## [Texto proporcionado]

____________

De ruta por los desconocidos paisajes de la Brière
Las segundas marismas más importantes de Francia, una travesía a bordo de un clásico ‘chaland’ o un coqueto hotel con restaurante con estrella Michelin esperan en este rincón casi desconocido del país galo
Si todo viaje, en un principio, consiste en colocarnos frente a lo antes nunca visto y en llevar a cabo una inmersión en una escenografía y un tiempo atmosférico desconocidos, paisajes como el de la Brière se ajustan a ese sentido y permiten, además, la posibilidad de observar la vida en una dinámica lenta y convincente dentro un mundo que va a otro ritmo. El hecho de que este sea un rincón prácticamente desconocido, incluso para muchos franceses, alimenta el aura de secreto que la acompaña.
La Brière es un parque natura...
Si todo viaje, en un principio, consiste en colocarnos frente a lo antes nunca visto y en llevar a cabo una inmersión en una escenografía y un tiempo atmosférico desconocidos, paisajes como el de la Brière se ajustan a ese sentido y permiten, además, la posibilidad de observar la vida en una dinámica lenta y convincente dentro un mundo que va a otro ritmo. El hecho de que este sea un rincón prácticamente desconocido, incluso para muchos franceses, alimenta el aura de secreto que la acompaña.
La Brière es un parque natural situado a una hora en coche de la ciudad de Nantes y a bastante menos de Saint-Nazaire. No es, como se suele decir, único, pero sí casi único, porque La Grande Brière son las segundas marismas más importantes de Francia (después de La Camargue), declaradas parque nacional en 1970. Tras los diques formados por aluviones en el río Loira, una inmensa turbera (que contiene turba, material orgánico de color oscuro y rico en carbono) dejó emerger siete islas que albergan una gran diversidad de fauna y flora, el refugio ideal para más de 150 especies de pájaros. Pequeño rincón acuático en permanente evolución, la Brière se ha conservado gracias al empeño de generaciones de briérons que han hecho de ella su medio de supervivencia. Hoy, este humedal figura entre los más ricos biológicamente de Europa.

____________

## [Datos]
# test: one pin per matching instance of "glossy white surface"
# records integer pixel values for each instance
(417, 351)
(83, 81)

____________

## [Tareas a realizar]
**1.** Transcribe del texto sobre la Brière el fragmento comprendido entre "De ruta por" y "un parque natura...", ambos incluidos.
**2.** Según el texto sobre la Brière, ¿en qué año se declararon parque nacional las marismas de La Grande Brière?
**3.** Redacta la continuación del texto sobre la Brière a partir de su última oración.

## [Resultados en orden]
**1.**
De ruta por los desconocidos paisajes de la Brière
Las segundas marismas más importantes de Francia, una travesía a bordo de un clásico ‘chaland’ o un coqueto hotel con restaurante con estrella Michelin esperan en este rincón casi desconocido del país galo
Si todo viaje, en un principio, consiste en colocarnos frente a lo antes nunca visto y en llevar a cabo una inmersión en una escenografía y un tiempo atmosférico desconocidos, paisajes como el de la Brière se ajustan a ese sentido y permiten, además, la posibilidad de observar la vida en una dinámica lenta y convincente dentro un mundo que va a otro ritmo. El hecho de que este sea un rincón prácticamente desconocido, incluso para muchos franceses, alimenta el aura de secreto que la acompaña.
La Brière es un parque natura...

**2.** En 1970.

**3.**
Para observar con altura de miras este paisaje al margen de los mapas, la naturaleza como un museo, y hacerse una pronta composición de lugar, conviene subir al mirador del puerto de Rozé: Le Belvédère. Desde él se percibe la formación del parque natural, la ubicación de pueblos típicos como Saint-Joachim o Saint-Malo-de-Guersac (con viviendas reconocibles por su estética tradicional), y se entiende por qué los animales vienen aquí a pasar temporadas como quien va a un resort de lujo discreto a renovarse.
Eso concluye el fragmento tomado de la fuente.